(Beginning of Provided entries)
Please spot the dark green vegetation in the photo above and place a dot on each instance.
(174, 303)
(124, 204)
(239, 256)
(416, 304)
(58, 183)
(End of Provided entries)
§ **Task instructions**
Write every entry out again, exactly as it stands.

§ **Solution**
Please spot the dark green vegetation in the photo above and place a dot on each instance.
(174, 303)
(124, 204)
(239, 256)
(416, 304)
(58, 183)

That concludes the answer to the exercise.